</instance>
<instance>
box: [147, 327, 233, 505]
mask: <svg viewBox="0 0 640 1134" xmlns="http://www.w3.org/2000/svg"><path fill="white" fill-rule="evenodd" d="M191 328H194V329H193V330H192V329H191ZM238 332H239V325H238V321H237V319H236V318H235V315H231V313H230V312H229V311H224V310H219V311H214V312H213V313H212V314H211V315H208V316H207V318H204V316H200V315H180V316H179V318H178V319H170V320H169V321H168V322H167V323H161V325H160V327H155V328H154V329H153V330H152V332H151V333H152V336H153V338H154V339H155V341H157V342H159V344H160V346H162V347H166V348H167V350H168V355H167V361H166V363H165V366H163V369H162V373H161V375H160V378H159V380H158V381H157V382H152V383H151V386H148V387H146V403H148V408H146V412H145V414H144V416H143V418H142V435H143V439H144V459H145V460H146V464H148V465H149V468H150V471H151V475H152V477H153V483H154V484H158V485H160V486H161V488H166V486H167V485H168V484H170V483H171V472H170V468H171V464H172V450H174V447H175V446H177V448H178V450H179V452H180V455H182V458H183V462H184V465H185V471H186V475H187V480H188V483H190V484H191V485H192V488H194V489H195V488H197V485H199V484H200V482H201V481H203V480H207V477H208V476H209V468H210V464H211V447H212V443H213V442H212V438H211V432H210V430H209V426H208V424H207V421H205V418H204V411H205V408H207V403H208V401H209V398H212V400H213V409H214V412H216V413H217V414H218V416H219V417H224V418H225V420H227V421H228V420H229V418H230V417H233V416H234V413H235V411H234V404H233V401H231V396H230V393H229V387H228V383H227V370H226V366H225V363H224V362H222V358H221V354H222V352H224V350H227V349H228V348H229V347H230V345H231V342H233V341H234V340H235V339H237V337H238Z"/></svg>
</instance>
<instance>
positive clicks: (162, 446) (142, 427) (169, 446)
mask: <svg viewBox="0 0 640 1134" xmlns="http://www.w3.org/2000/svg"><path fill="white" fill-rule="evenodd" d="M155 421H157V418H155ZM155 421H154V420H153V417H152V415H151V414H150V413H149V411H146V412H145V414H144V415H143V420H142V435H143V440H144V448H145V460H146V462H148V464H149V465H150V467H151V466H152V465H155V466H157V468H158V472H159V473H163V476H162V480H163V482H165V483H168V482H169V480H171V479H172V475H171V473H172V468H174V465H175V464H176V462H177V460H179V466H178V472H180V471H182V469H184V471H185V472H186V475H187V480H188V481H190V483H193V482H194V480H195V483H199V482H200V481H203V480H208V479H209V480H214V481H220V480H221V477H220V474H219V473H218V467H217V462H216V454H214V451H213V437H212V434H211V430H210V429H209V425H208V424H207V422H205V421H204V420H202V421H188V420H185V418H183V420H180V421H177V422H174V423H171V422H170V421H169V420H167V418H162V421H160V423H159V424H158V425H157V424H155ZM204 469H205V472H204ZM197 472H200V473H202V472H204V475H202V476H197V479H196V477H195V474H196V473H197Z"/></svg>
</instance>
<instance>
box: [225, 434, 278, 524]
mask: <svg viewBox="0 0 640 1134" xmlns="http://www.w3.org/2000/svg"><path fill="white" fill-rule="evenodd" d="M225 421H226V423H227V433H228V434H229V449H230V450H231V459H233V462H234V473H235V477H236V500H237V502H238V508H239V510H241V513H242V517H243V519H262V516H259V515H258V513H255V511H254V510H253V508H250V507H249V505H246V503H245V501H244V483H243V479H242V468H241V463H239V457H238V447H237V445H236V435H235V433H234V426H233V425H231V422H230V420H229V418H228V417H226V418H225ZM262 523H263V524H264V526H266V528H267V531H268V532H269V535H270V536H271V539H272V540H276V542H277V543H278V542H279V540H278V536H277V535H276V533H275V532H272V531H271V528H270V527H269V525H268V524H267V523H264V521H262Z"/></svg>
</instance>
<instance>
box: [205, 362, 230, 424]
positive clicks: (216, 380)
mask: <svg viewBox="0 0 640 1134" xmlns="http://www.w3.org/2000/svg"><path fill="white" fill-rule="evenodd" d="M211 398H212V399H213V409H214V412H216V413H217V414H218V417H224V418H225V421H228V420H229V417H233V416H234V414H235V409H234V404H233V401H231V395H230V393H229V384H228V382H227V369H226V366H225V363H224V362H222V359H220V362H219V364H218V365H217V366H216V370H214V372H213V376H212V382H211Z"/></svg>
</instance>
==============================
What to do:
Every entry must be duplicated exactly as it stands.

Your solution:
</instance>
<instance>
box: [147, 327, 233, 505]
mask: <svg viewBox="0 0 640 1134" xmlns="http://www.w3.org/2000/svg"><path fill="white" fill-rule="evenodd" d="M191 328H194V329H193V330H192V329H191ZM238 332H239V325H238V321H237V319H236V318H235V315H231V313H230V312H229V311H224V310H219V311H214V312H213V313H212V314H211V315H208V316H207V318H204V316H200V315H180V316H179V318H178V319H170V320H169V321H168V322H167V323H161V325H160V327H155V328H154V329H153V330H152V332H151V333H152V336H153V338H154V339H155V341H157V342H159V344H160V346H162V347H166V348H167V350H168V355H167V361H166V363H165V366H163V369H162V373H161V375H160V378H159V380H158V381H157V382H152V383H151V386H148V387H146V403H148V408H146V412H145V414H144V416H143V418H142V435H143V439H144V459H145V460H146V464H148V465H149V468H150V471H151V475H152V477H153V483H154V484H158V485H160V486H161V488H166V486H167V485H168V484H170V483H171V472H170V468H171V464H172V450H174V447H175V446H177V448H178V450H179V452H180V455H182V458H183V462H184V465H185V471H186V475H187V480H188V483H190V484H191V485H192V488H194V489H195V488H197V485H199V484H200V482H201V481H203V480H207V477H208V476H209V468H210V464H211V447H212V443H213V442H212V438H211V432H210V430H209V426H208V424H207V421H205V418H204V411H205V408H207V403H208V401H209V398H212V400H213V409H214V412H216V413H217V414H218V416H219V417H224V418H225V420H227V421H228V420H229V418H230V417H233V416H234V413H235V411H234V404H233V401H231V396H230V393H229V387H228V383H227V370H226V366H225V363H224V362H222V358H221V354H222V352H224V350H227V349H228V348H229V347H230V345H231V342H233V341H234V340H235V339H237V337H238Z"/></svg>
</instance>
<instance>
positive clicks: (162, 446) (142, 427) (169, 446)
mask: <svg viewBox="0 0 640 1134" xmlns="http://www.w3.org/2000/svg"><path fill="white" fill-rule="evenodd" d="M155 421H157V418H155ZM155 421H154V420H153V417H152V415H151V414H150V413H149V411H146V412H145V414H144V415H143V420H142V435H143V440H144V448H145V460H146V462H148V464H149V465H150V467H151V466H152V465H155V466H157V468H158V472H159V473H163V476H162V480H163V482H165V483H168V482H169V480H171V479H172V475H171V473H172V468H174V465H175V464H176V462H177V460H179V466H178V472H180V471H182V469H184V471H185V472H186V475H187V480H188V481H190V483H193V482H194V480H195V483H199V482H200V481H203V480H208V479H209V480H214V481H220V480H221V477H220V474H219V473H218V467H217V462H216V454H214V451H213V437H212V434H211V430H210V429H209V425H208V424H207V422H205V421H204V420H202V421H188V420H185V418H183V420H180V421H177V422H174V423H171V422H170V421H169V420H167V418H162V421H160V423H159V424H158V425H157V424H155ZM204 469H205V472H204ZM197 472H200V473H202V472H204V475H202V476H197V479H196V477H195V474H196V473H197Z"/></svg>
</instance>
<instance>
box: [225, 434, 278, 524]
mask: <svg viewBox="0 0 640 1134" xmlns="http://www.w3.org/2000/svg"><path fill="white" fill-rule="evenodd" d="M225 421H226V423H227V433H228V434H229V449H230V450H231V459H233V462H234V473H235V477H236V500H237V502H238V508H239V510H241V513H242V517H243V519H262V516H259V515H258V513H255V511H254V510H253V508H250V507H249V505H246V503H245V501H244V483H243V479H242V468H241V463H239V457H238V447H237V445H236V435H235V433H234V426H233V425H231V422H230V420H229V418H228V417H226V418H225ZM262 523H263V524H264V526H266V528H267V531H268V532H269V535H270V536H271V539H272V540H276V542H277V543H278V542H279V540H278V536H277V535H276V533H275V532H272V531H271V528H270V527H269V525H268V524H267V523H264V521H262Z"/></svg>
</instance>
<instance>
box: [205, 362, 230, 424]
positive clicks: (216, 380)
mask: <svg viewBox="0 0 640 1134" xmlns="http://www.w3.org/2000/svg"><path fill="white" fill-rule="evenodd" d="M211 398H212V399H213V409H214V412H216V413H217V414H218V417H224V418H225V421H228V420H229V417H233V416H234V414H235V409H234V404H233V401H231V395H230V393H229V384H228V382H227V369H226V366H225V363H224V362H222V359H220V362H219V364H218V365H217V366H216V370H214V372H213V376H212V382H211Z"/></svg>
</instance>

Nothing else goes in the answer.